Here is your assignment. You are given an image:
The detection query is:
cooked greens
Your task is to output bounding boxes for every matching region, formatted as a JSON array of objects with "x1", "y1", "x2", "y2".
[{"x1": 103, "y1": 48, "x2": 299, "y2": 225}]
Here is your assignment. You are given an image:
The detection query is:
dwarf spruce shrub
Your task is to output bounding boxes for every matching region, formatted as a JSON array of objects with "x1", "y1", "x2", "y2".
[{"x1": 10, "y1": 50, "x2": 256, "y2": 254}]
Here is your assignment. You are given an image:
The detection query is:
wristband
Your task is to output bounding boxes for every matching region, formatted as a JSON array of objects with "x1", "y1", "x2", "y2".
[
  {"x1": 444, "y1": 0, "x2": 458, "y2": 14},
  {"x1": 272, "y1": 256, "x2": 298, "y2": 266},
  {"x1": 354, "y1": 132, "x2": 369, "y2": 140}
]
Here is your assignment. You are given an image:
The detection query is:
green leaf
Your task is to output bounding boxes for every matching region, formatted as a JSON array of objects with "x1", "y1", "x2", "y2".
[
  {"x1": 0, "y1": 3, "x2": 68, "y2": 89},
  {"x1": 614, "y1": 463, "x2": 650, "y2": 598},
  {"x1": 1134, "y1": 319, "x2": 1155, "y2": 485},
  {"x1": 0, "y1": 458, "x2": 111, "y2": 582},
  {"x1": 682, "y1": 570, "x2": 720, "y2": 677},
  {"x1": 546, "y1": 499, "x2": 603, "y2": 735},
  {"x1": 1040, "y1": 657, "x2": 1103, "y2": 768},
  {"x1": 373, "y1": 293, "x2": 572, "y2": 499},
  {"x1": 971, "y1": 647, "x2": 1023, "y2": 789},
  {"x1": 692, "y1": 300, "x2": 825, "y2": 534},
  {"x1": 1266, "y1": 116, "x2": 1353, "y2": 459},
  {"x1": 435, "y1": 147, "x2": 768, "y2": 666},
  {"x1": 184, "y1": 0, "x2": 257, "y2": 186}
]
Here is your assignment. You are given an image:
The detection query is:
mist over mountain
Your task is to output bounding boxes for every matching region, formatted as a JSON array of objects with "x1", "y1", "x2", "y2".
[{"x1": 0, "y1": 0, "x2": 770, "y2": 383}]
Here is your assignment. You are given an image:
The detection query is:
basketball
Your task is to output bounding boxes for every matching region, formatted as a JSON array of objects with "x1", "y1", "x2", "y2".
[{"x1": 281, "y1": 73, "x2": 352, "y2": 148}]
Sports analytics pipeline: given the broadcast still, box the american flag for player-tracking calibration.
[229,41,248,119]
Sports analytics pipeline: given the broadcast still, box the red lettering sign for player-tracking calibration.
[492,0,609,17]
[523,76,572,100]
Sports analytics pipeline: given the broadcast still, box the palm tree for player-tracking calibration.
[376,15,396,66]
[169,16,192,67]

- [Exercise prompt]:
Please reproduce all the items above, changing every "detection query" to "target label" and leaving everything else as it is.

- [Task result]:
Here is your assignment. You are given an image:
The target label is:
cooked greens
Your task is to output bounding boxes for every matching region, formatted as a JSON array of objects with "x1", "y1", "x2", "y2".
[{"x1": 103, "y1": 48, "x2": 299, "y2": 225}]
Here is your assignment. You are given an image:
The target label is:
dwarf spruce shrub
Your task is to output bounding boxes for every matching region, formatted as a JSON array of objects with "x1", "y1", "x2", "y2".
[{"x1": 10, "y1": 50, "x2": 256, "y2": 254}]
Here is your assignment. You are given an image:
The target label is:
wristband
Your task is to output bounding boxes for every matching region, formatted as a JSON array of objects with "x1", "y1", "x2", "y2".
[
  {"x1": 444, "y1": 0, "x2": 458, "y2": 14},
  {"x1": 272, "y1": 256, "x2": 298, "y2": 266},
  {"x1": 354, "y1": 132, "x2": 369, "y2": 140}
]
Here is your assignment. You are given an image:
The target label is:
green leaf
Your task is to output bounding boxes for every matching region, formatted as a JSON array of objects with "x1", "y1", "x2", "y2".
[
  {"x1": 0, "y1": 3, "x2": 68, "y2": 89},
  {"x1": 614, "y1": 463, "x2": 650, "y2": 598},
  {"x1": 1134, "y1": 319, "x2": 1155, "y2": 485},
  {"x1": 0, "y1": 458, "x2": 111, "y2": 582},
  {"x1": 682, "y1": 570, "x2": 720, "y2": 677},
  {"x1": 546, "y1": 499, "x2": 603, "y2": 735},
  {"x1": 1040, "y1": 657, "x2": 1103, "y2": 768},
  {"x1": 373, "y1": 293, "x2": 572, "y2": 499},
  {"x1": 971, "y1": 647, "x2": 1023, "y2": 789},
  {"x1": 692, "y1": 300, "x2": 825, "y2": 534},
  {"x1": 1266, "y1": 116, "x2": 1353, "y2": 459},
  {"x1": 435, "y1": 147, "x2": 768, "y2": 666},
  {"x1": 184, "y1": 0, "x2": 257, "y2": 186}
]
Here is your assignment. You are given an image:
The target label is:
mist over mountain
Your task is to output bounding boxes for every matching region, formatted as a JSON array of objects with "x1", "y1", "x2", "y2".
[{"x1": 0, "y1": 0, "x2": 770, "y2": 383}]
Here is your assignment. You are given an image:
The target label is:
basketball
Your task is to output bounding boxes for every matching region, formatted as a JSON array of objects with "x1", "y1", "x2", "y2".
[{"x1": 281, "y1": 73, "x2": 352, "y2": 148}]
Sports analytics pipeline: given the broadcast still, box the american flag for player-tracking calibration.
[229,41,248,119]
Sports analytics pipeline: given the broadcast still, box the red lettering sign for player-tracking calibration.
[492,0,609,17]
[523,76,572,100]
Sports analytics pipeline: given the broadcast still, box the palm tree for player-tracking calibration.
[376,15,396,66]
[169,16,192,67]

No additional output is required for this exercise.